---------- Supplied passage
Member of the National Assembly
- In office 18 September 2017 – 7 May 2018
- In office 4 March 2013 – 5 May 2014

Personal details
- Born: 3 June 1977 (age 48) Budapest, Hungary
- Party: Fidesz (2004–2025) KDNP (2006–2025) MERJ (since 2025)
- Spouse: Bernadett Gaal-Hasulyó
- Profession: educator, politician

= Gergely Gaal =

Hungarian educator and politician

Gergely Gaal (born 3 June 1977) is a Hungarian educator and politician, member of the National Assembly (MP) from Fidesz–KDNP Pest County Regional List from 2013 to 2014 and from National List between 2017 and 2018.

Gaal joined Fidesz in 2004 and KDNP in 2006. He was elected deputy mayor of Solymár in the 2010 local elections. He became MP from the party's Pest County Regional List in March 2013, replacing László Salamon, who was appointed a member of the Constitutional Court of Hungary, as a result he resigned on 24 February 2013. Gaal was elected a member of the Committee of National Cohesion on 4 March 2013 and Committee on Youth, Social, Family and Housing Affairs on 10 June 2013.

He was elected MP again on 18 September 2017, replacing György Rubovszky, who died in office in June 2017. Gaal was appointed Ministerial Commissioner within the Prime Minister's Office responsible for the coordination and promotion of settlement development programs at the local level and from domestic sources on 10 December 2020.

On 22 May 2025, he announced in a video that he would resign from the KDNP national presidency, but would retain his party membership. He justified his resignation by saying, "It would not be credible on my part to continue to stand by a leadership whose worst face I have seen and whose discredit and distortion I have experienced firsthand."
--------------------
What the task asks »
Decide whether each statement agrees with the passage on Gergely Gaal, answering yes or no and quoting the words from the passage that settle it. (a) Gaal was elected deputy mayor of Solymár in the 2010 local elections. (b) Gaal joined KDNP before he joined Fidesz. (c) György Rubovszky died in office in June 2017.
---------- Record set
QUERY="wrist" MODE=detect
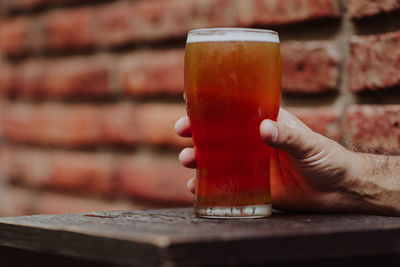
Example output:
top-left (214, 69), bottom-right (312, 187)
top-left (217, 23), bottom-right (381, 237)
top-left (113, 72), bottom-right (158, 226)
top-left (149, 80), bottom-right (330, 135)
top-left (341, 151), bottom-right (400, 215)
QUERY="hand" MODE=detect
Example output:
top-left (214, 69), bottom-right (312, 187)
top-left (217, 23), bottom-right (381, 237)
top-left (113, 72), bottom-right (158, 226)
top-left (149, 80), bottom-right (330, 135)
top-left (175, 109), bottom-right (358, 212)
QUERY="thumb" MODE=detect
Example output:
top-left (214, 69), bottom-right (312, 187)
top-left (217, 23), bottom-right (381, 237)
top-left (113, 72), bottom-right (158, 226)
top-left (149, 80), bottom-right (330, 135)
top-left (260, 109), bottom-right (320, 159)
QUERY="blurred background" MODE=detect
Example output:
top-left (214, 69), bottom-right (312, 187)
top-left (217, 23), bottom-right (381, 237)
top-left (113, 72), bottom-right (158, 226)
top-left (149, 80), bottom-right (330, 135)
top-left (0, 0), bottom-right (400, 216)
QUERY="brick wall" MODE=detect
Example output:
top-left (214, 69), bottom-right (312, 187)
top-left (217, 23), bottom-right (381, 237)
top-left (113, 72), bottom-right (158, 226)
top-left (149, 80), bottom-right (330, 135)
top-left (0, 0), bottom-right (400, 215)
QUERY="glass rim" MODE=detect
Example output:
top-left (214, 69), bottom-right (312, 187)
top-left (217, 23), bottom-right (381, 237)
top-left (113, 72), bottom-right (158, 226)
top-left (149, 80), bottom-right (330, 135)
top-left (186, 28), bottom-right (279, 43)
top-left (188, 27), bottom-right (279, 35)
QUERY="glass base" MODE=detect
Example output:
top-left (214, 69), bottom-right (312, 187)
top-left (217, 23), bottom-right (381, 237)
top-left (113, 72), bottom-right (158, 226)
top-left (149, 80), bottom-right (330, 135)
top-left (195, 204), bottom-right (272, 219)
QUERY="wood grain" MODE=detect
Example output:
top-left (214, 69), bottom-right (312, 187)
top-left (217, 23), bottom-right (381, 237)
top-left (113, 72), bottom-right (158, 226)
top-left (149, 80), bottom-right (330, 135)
top-left (0, 208), bottom-right (400, 266)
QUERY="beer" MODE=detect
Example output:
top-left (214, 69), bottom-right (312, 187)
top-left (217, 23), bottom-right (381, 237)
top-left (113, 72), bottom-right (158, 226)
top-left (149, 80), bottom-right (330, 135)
top-left (185, 29), bottom-right (281, 217)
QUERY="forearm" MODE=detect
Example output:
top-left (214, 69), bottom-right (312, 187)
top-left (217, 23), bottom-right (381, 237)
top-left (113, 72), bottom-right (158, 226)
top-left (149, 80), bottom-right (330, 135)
top-left (345, 152), bottom-right (400, 216)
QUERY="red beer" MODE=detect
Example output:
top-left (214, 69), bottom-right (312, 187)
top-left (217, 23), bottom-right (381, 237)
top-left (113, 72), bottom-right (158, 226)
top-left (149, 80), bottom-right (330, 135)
top-left (185, 29), bottom-right (281, 217)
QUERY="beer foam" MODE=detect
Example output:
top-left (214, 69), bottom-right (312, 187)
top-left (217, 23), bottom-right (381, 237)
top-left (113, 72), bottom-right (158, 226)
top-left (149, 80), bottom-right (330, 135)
top-left (186, 28), bottom-right (279, 43)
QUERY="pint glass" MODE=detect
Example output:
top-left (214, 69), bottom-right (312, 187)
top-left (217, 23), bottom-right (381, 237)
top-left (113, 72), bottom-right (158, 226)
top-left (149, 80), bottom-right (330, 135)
top-left (185, 28), bottom-right (281, 218)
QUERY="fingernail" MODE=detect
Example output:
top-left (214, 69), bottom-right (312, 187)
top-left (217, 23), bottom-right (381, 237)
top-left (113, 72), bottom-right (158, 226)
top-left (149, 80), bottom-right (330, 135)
top-left (174, 118), bottom-right (183, 132)
top-left (260, 120), bottom-right (278, 141)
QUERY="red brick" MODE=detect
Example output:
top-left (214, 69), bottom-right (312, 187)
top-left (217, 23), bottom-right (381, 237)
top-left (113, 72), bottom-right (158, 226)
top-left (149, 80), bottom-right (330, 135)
top-left (97, 2), bottom-right (134, 47)
top-left (281, 41), bottom-right (340, 93)
top-left (134, 103), bottom-right (192, 147)
top-left (9, 56), bottom-right (114, 99)
top-left (0, 103), bottom-right (102, 147)
top-left (8, 0), bottom-right (47, 11)
top-left (119, 155), bottom-right (195, 204)
top-left (0, 102), bottom-right (191, 147)
top-left (288, 107), bottom-right (341, 141)
top-left (0, 185), bottom-right (36, 216)
top-left (102, 103), bottom-right (137, 145)
top-left (0, 146), bottom-right (117, 196)
top-left (103, 103), bottom-right (192, 147)
top-left (348, 31), bottom-right (400, 92)
top-left (0, 185), bottom-right (142, 216)
top-left (347, 0), bottom-right (400, 18)
top-left (43, 56), bottom-right (113, 97)
top-left (0, 17), bottom-right (33, 56)
top-left (236, 0), bottom-right (340, 26)
top-left (131, 0), bottom-right (233, 40)
top-left (119, 50), bottom-right (184, 96)
top-left (345, 105), bottom-right (400, 154)
top-left (8, 147), bottom-right (52, 187)
top-left (45, 8), bottom-right (96, 51)
top-left (48, 151), bottom-right (115, 194)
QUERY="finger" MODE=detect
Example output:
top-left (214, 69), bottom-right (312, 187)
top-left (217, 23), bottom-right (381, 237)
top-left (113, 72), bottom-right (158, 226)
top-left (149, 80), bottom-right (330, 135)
top-left (186, 178), bottom-right (196, 194)
top-left (179, 147), bottom-right (196, 168)
top-left (174, 116), bottom-right (192, 137)
top-left (260, 115), bottom-right (319, 159)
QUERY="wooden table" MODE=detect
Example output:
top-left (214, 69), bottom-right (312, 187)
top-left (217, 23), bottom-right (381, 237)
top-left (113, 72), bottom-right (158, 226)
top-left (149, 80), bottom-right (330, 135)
top-left (0, 208), bottom-right (400, 266)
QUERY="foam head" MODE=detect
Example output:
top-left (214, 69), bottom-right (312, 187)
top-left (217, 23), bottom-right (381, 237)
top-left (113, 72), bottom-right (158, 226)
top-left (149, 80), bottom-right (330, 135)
top-left (186, 28), bottom-right (279, 43)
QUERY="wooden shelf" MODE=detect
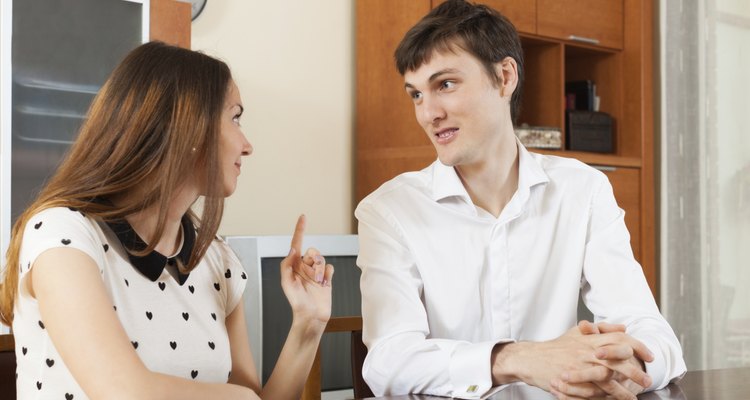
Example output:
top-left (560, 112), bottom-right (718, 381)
top-left (529, 149), bottom-right (641, 168)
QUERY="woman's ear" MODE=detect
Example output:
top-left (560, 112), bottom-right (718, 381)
top-left (495, 57), bottom-right (518, 99)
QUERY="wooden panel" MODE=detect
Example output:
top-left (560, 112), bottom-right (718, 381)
top-left (529, 149), bottom-right (641, 168)
top-left (518, 37), bottom-right (564, 129)
top-left (618, 0), bottom-right (659, 302)
top-left (432, 0), bottom-right (536, 34)
top-left (536, 0), bottom-right (623, 49)
top-left (149, 0), bottom-right (190, 49)
top-left (356, 0), bottom-right (430, 149)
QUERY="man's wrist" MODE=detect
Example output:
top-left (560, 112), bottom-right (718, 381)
top-left (490, 343), bottom-right (526, 386)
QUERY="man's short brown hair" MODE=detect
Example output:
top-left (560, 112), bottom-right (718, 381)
top-left (394, 0), bottom-right (523, 123)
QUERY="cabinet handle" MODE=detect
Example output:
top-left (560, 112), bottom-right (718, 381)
top-left (568, 35), bottom-right (599, 44)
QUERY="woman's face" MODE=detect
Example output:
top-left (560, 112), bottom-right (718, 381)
top-left (219, 81), bottom-right (253, 197)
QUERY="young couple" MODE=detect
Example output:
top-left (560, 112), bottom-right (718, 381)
top-left (0, 0), bottom-right (685, 399)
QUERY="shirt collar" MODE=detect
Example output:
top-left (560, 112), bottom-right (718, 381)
top-left (432, 138), bottom-right (549, 204)
top-left (107, 215), bottom-right (200, 286)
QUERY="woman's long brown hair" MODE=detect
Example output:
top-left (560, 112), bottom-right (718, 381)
top-left (0, 42), bottom-right (231, 325)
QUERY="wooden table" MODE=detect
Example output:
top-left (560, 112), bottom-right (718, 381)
top-left (364, 367), bottom-right (750, 400)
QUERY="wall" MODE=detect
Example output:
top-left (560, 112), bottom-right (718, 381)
top-left (192, 0), bottom-right (354, 235)
top-left (660, 0), bottom-right (750, 370)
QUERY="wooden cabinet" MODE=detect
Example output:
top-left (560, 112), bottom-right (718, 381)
top-left (355, 0), bottom-right (658, 298)
top-left (536, 0), bottom-right (624, 49)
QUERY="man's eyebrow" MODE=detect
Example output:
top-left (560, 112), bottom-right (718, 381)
top-left (404, 68), bottom-right (460, 90)
top-left (427, 68), bottom-right (459, 83)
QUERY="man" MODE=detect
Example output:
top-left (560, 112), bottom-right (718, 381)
top-left (355, 0), bottom-right (685, 399)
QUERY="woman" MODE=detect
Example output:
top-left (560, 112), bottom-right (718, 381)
top-left (0, 42), bottom-right (333, 400)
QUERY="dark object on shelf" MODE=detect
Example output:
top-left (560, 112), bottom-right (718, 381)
top-left (565, 80), bottom-right (596, 111)
top-left (514, 124), bottom-right (562, 150)
top-left (565, 110), bottom-right (614, 153)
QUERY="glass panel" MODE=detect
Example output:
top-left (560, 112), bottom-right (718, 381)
top-left (11, 0), bottom-right (143, 220)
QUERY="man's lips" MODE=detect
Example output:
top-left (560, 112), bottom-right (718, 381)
top-left (434, 128), bottom-right (458, 144)
top-left (435, 128), bottom-right (458, 139)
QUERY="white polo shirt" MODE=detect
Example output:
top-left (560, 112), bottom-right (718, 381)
top-left (355, 144), bottom-right (685, 398)
top-left (9, 208), bottom-right (247, 400)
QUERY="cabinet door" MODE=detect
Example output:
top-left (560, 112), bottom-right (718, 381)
top-left (537, 0), bottom-right (623, 49)
top-left (355, 0), bottom-right (434, 202)
top-left (149, 0), bottom-right (191, 49)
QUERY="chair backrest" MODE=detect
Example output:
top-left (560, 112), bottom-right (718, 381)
top-left (302, 317), bottom-right (375, 400)
top-left (0, 335), bottom-right (16, 399)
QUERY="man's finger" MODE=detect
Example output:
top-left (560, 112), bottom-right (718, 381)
top-left (598, 359), bottom-right (651, 387)
top-left (323, 264), bottom-right (333, 286)
top-left (596, 322), bottom-right (625, 333)
top-left (550, 379), bottom-right (607, 399)
top-left (578, 319), bottom-right (599, 335)
top-left (562, 365), bottom-right (615, 383)
top-left (597, 380), bottom-right (636, 400)
top-left (594, 343), bottom-right (634, 361)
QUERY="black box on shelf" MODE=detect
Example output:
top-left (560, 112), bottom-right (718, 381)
top-left (565, 110), bottom-right (614, 153)
top-left (565, 80), bottom-right (596, 111)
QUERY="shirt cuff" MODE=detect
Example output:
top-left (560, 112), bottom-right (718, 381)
top-left (450, 339), bottom-right (513, 399)
top-left (638, 338), bottom-right (685, 392)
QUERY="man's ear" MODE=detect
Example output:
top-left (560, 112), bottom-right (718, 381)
top-left (495, 57), bottom-right (518, 99)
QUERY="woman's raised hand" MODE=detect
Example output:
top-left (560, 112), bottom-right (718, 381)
top-left (281, 215), bottom-right (333, 330)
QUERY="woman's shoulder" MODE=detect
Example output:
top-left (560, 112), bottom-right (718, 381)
top-left (19, 207), bottom-right (107, 274)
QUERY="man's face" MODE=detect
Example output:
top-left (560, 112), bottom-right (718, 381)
top-left (404, 47), bottom-right (510, 166)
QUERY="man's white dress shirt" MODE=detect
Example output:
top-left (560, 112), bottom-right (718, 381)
top-left (355, 144), bottom-right (685, 398)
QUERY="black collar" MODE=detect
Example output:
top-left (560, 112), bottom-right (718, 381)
top-left (107, 215), bottom-right (200, 286)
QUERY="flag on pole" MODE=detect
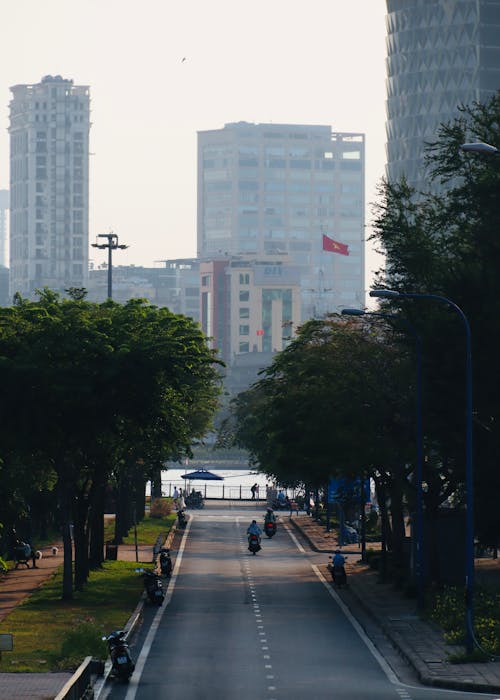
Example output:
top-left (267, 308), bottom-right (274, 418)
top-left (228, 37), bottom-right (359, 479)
top-left (323, 234), bottom-right (349, 255)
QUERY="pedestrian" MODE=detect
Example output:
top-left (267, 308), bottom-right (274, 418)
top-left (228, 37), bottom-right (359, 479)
top-left (177, 489), bottom-right (186, 510)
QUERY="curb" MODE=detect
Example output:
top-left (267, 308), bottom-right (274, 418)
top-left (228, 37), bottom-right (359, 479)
top-left (290, 518), bottom-right (500, 693)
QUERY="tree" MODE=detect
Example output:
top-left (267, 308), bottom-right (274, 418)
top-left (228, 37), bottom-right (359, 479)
top-left (0, 290), bottom-right (219, 598)
top-left (373, 92), bottom-right (500, 544)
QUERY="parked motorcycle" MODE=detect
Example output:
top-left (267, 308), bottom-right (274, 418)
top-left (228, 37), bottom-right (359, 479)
top-left (136, 569), bottom-right (165, 605)
top-left (264, 520), bottom-right (276, 538)
top-left (248, 534), bottom-right (261, 555)
top-left (160, 547), bottom-right (173, 576)
top-left (327, 556), bottom-right (347, 588)
top-left (102, 630), bottom-right (135, 682)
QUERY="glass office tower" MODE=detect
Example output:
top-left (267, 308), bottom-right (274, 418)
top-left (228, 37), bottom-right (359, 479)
top-left (386, 0), bottom-right (500, 189)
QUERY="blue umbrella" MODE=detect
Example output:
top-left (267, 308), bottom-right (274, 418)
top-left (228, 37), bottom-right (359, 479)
top-left (181, 469), bottom-right (224, 481)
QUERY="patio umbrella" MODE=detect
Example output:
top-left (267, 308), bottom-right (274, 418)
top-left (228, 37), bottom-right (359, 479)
top-left (181, 469), bottom-right (224, 481)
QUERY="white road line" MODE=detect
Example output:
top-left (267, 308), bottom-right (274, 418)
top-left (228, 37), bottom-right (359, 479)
top-left (125, 515), bottom-right (194, 700)
top-left (283, 525), bottom-right (306, 554)
top-left (311, 564), bottom-right (401, 685)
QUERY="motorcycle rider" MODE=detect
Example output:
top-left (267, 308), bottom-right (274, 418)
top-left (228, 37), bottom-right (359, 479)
top-left (264, 508), bottom-right (276, 525)
top-left (247, 520), bottom-right (262, 544)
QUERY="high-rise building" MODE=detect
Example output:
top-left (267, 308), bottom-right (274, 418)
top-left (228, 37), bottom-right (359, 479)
top-left (198, 122), bottom-right (365, 318)
top-left (386, 0), bottom-right (500, 190)
top-left (9, 75), bottom-right (90, 298)
top-left (0, 190), bottom-right (9, 267)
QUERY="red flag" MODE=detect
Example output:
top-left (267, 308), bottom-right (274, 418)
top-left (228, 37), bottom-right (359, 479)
top-left (323, 234), bottom-right (349, 255)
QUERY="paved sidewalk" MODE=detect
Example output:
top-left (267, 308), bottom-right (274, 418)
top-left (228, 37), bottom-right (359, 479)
top-left (290, 514), bottom-right (500, 693)
top-left (0, 544), bottom-right (153, 700)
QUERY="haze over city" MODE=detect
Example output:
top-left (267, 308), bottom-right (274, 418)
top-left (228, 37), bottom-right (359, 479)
top-left (0, 0), bottom-right (386, 286)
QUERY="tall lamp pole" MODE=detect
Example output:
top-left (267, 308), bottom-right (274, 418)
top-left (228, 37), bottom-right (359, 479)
top-left (92, 231), bottom-right (128, 299)
top-left (342, 309), bottom-right (424, 610)
top-left (370, 289), bottom-right (474, 654)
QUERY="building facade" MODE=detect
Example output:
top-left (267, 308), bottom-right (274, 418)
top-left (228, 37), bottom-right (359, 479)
--------------------
Finished exercise »
(a) Yes: "He was elected deputy mayor of Solymár in the 2010 local elections."
(b) No: "Gaal joined Fidesz in 2004 and KDNP in 2006."
(c) Yes: "replacing György Rubovszky, who died in office in June 2017."